__Task prompt__
Only the line containing "Each returned marker MUST fall on one instance of the second" and the lines after it, through the end of the entries, should be output exactly.

__Task input__
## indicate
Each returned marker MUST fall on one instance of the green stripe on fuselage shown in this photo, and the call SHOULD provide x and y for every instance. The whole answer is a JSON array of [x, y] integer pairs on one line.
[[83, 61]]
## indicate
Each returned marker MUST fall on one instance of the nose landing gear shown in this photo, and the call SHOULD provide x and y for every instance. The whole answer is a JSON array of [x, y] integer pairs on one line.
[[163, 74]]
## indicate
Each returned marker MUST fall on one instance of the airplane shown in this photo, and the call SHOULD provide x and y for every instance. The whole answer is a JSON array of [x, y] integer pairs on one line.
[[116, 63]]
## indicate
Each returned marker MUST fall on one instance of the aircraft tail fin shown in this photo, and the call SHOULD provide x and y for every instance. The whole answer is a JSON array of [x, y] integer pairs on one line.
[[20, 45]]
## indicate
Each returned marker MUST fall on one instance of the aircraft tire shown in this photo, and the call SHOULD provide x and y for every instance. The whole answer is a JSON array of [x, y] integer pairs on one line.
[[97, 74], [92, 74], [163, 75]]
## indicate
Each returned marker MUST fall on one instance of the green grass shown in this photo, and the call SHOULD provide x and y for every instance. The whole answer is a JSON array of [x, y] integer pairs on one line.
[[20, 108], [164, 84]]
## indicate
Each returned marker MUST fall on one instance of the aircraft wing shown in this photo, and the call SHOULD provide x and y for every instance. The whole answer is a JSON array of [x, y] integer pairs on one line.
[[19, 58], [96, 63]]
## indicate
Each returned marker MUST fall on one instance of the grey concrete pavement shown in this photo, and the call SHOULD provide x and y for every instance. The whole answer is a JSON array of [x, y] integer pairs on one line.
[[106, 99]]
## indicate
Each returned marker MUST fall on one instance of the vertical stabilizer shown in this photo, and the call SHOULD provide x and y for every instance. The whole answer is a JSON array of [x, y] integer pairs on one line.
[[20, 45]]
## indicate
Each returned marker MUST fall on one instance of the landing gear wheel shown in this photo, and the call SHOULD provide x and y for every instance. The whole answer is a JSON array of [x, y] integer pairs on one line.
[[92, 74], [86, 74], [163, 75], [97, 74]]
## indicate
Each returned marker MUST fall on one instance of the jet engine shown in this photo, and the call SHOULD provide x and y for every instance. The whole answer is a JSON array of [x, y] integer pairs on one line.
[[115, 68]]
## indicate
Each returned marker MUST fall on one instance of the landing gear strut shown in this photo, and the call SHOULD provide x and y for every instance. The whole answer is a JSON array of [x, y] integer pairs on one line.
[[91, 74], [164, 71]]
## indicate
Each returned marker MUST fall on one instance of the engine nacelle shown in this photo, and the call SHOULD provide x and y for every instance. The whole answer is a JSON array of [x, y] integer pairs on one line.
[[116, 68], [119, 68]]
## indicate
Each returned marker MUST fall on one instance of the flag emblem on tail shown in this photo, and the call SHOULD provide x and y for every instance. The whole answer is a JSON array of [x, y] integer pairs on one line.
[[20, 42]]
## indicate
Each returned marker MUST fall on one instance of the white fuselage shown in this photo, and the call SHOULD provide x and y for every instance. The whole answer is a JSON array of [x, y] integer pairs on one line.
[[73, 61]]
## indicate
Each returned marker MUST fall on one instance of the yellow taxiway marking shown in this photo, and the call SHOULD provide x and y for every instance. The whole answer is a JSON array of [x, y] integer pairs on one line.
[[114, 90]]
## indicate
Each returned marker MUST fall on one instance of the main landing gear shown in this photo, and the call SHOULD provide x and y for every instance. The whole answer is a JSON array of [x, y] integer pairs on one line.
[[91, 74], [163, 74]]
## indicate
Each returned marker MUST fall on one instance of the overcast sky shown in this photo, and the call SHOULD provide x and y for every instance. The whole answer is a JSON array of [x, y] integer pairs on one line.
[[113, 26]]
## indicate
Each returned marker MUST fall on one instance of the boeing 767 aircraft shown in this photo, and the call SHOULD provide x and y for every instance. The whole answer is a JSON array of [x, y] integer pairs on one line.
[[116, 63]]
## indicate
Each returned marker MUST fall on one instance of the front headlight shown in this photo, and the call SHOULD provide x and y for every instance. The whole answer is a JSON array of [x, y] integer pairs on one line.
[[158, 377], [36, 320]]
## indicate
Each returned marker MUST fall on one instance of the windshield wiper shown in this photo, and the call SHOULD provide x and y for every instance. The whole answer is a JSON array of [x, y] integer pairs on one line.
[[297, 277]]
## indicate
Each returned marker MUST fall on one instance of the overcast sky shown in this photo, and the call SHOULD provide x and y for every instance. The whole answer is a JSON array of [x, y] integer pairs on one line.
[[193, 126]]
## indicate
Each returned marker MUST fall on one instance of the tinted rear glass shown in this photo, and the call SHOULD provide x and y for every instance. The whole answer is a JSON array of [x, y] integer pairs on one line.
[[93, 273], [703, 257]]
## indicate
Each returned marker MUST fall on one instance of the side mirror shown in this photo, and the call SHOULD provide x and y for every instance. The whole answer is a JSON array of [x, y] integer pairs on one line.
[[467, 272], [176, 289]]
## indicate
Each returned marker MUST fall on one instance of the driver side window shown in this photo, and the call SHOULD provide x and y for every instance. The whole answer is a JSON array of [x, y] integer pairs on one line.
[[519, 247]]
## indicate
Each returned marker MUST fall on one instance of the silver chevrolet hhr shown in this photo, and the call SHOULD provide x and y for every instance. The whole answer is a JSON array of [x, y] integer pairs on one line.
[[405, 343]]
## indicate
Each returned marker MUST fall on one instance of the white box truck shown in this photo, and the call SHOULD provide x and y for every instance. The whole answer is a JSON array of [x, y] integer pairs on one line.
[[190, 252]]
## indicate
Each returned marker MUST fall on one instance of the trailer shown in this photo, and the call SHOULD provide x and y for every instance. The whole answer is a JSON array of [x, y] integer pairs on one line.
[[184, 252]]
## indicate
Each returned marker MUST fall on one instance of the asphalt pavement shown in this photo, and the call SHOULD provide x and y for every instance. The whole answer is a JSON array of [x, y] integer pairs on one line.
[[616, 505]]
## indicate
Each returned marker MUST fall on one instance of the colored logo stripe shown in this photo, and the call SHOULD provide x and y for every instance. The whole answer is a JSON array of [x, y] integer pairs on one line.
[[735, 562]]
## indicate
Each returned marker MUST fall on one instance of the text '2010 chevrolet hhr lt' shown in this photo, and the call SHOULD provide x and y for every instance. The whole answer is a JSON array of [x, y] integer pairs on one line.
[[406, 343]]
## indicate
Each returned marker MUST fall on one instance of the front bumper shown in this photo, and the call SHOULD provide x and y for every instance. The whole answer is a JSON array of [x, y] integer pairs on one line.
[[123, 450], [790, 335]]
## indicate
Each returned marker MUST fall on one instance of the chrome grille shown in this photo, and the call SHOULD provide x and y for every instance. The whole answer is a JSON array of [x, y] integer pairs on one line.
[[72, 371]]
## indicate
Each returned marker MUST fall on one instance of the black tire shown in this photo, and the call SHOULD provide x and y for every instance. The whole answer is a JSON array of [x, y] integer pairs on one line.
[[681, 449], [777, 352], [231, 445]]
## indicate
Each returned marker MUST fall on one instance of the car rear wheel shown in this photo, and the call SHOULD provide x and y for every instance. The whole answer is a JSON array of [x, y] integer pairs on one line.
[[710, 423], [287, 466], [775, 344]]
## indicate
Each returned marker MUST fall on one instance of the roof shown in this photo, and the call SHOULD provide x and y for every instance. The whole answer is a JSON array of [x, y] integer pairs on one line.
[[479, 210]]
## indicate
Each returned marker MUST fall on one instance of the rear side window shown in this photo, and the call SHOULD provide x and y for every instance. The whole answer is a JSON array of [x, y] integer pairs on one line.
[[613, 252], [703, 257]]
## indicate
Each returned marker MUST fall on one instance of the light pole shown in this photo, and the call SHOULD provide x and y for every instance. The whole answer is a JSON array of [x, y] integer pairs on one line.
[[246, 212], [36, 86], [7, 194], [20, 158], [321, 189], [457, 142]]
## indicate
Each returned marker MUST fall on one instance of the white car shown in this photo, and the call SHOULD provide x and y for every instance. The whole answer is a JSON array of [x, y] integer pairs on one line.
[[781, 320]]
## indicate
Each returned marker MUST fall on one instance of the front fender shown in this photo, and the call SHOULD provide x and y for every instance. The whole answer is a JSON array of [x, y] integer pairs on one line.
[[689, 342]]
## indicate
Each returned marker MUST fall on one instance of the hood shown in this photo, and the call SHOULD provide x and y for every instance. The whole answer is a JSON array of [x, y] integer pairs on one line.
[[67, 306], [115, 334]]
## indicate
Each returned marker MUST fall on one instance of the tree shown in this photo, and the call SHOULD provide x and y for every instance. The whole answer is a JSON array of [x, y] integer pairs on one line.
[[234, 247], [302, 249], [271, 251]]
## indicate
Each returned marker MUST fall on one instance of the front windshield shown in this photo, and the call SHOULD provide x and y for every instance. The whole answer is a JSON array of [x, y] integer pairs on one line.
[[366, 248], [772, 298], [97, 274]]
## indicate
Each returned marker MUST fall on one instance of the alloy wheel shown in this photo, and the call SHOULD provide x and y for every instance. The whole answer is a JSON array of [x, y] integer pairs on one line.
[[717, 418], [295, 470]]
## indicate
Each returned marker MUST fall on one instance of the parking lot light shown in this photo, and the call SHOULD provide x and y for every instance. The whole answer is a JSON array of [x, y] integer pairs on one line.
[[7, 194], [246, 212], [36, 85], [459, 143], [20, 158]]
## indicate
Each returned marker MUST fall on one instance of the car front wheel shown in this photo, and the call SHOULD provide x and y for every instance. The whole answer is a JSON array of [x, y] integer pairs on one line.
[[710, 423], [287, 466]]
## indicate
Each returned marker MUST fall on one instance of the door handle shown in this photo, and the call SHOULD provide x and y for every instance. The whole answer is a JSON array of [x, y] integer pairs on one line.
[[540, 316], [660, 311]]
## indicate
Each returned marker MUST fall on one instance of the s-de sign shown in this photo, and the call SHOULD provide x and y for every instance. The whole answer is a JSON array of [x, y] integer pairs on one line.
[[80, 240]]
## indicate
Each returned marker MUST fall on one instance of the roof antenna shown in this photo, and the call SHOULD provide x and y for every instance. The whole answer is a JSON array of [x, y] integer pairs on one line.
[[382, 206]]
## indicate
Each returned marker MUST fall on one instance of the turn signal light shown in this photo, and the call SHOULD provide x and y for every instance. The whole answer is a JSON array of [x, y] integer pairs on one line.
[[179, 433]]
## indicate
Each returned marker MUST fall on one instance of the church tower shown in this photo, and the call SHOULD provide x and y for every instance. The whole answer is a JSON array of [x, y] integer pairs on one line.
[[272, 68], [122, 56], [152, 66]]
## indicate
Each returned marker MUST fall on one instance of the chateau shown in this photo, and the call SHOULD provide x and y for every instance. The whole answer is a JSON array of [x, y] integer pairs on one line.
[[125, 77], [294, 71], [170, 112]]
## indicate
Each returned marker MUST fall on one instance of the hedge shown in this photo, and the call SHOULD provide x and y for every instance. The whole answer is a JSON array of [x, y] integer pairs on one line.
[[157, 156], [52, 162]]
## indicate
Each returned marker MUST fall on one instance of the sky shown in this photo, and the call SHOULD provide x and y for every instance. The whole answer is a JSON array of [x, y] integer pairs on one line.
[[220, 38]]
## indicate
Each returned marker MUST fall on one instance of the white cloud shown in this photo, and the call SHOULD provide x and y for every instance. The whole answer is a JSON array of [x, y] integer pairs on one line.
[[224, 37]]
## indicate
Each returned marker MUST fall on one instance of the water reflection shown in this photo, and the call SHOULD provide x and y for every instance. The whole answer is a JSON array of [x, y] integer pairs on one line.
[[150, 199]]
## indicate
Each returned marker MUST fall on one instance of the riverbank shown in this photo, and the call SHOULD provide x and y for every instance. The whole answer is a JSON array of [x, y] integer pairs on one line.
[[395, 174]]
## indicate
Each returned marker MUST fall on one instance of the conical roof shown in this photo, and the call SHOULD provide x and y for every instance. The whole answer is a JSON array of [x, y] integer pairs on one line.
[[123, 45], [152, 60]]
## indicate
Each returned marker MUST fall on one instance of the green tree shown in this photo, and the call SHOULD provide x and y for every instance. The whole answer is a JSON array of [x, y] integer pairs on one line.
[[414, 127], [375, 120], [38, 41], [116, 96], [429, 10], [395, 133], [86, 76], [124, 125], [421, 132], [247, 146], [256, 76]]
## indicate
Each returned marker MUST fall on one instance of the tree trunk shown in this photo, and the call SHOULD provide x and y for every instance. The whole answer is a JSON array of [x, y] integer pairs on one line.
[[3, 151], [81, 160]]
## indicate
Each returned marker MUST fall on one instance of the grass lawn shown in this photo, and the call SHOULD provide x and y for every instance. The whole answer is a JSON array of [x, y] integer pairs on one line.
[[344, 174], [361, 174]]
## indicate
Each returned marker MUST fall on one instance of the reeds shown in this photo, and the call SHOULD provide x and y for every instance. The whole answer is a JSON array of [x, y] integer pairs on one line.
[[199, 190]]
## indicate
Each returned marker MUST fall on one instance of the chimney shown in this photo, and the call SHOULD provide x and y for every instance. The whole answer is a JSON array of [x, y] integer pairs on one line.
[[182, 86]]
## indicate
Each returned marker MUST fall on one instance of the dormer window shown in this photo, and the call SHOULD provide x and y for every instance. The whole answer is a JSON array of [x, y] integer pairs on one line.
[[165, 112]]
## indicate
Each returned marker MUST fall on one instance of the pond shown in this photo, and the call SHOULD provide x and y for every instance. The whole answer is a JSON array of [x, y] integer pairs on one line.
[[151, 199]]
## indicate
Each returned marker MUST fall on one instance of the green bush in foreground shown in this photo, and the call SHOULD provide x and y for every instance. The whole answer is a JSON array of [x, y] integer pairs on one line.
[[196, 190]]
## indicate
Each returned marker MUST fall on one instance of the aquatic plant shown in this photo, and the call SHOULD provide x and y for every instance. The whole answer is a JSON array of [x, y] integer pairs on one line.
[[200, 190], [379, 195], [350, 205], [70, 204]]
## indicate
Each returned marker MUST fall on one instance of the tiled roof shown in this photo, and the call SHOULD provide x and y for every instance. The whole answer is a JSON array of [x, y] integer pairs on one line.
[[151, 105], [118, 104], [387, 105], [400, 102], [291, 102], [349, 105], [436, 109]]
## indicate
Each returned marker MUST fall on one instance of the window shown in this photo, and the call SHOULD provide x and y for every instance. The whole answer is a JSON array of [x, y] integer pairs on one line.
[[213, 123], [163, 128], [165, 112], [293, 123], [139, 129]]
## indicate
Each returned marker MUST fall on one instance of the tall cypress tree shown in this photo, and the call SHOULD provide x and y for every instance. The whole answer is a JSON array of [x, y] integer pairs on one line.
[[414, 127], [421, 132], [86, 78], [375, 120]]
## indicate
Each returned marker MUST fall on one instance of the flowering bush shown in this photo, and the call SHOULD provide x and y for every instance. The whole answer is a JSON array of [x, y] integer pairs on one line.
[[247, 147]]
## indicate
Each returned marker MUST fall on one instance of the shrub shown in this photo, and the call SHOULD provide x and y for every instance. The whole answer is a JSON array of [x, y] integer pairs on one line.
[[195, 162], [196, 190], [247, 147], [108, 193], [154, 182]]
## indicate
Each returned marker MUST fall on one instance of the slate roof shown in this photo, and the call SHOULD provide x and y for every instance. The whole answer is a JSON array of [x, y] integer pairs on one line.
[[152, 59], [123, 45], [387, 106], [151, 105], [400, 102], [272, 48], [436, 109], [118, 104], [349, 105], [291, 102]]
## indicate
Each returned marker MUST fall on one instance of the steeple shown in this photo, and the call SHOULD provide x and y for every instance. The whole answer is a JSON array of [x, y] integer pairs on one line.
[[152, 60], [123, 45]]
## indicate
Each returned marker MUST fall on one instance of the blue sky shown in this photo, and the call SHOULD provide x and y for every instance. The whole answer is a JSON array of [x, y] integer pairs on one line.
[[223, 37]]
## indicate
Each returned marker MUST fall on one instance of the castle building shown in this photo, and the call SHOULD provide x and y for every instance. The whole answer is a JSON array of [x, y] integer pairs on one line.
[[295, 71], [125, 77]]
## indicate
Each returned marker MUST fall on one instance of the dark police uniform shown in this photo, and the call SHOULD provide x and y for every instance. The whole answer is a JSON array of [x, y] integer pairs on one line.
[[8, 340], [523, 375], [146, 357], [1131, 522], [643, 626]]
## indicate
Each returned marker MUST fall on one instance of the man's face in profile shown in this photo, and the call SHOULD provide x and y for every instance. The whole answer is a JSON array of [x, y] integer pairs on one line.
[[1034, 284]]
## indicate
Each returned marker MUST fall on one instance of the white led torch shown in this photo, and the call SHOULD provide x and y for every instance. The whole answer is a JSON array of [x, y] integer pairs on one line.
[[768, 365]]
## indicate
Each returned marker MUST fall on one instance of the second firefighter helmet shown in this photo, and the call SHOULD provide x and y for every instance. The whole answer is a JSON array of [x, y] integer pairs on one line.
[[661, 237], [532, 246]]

__Answer to this problem__
Each returned marker MUST fall on one instance of the second firefighter helmet shown in this photo, and the call SHOULD provide x and y for every instance. The whole answer is a JSON array of [x, y] integer pairs on one line.
[[661, 237], [532, 246]]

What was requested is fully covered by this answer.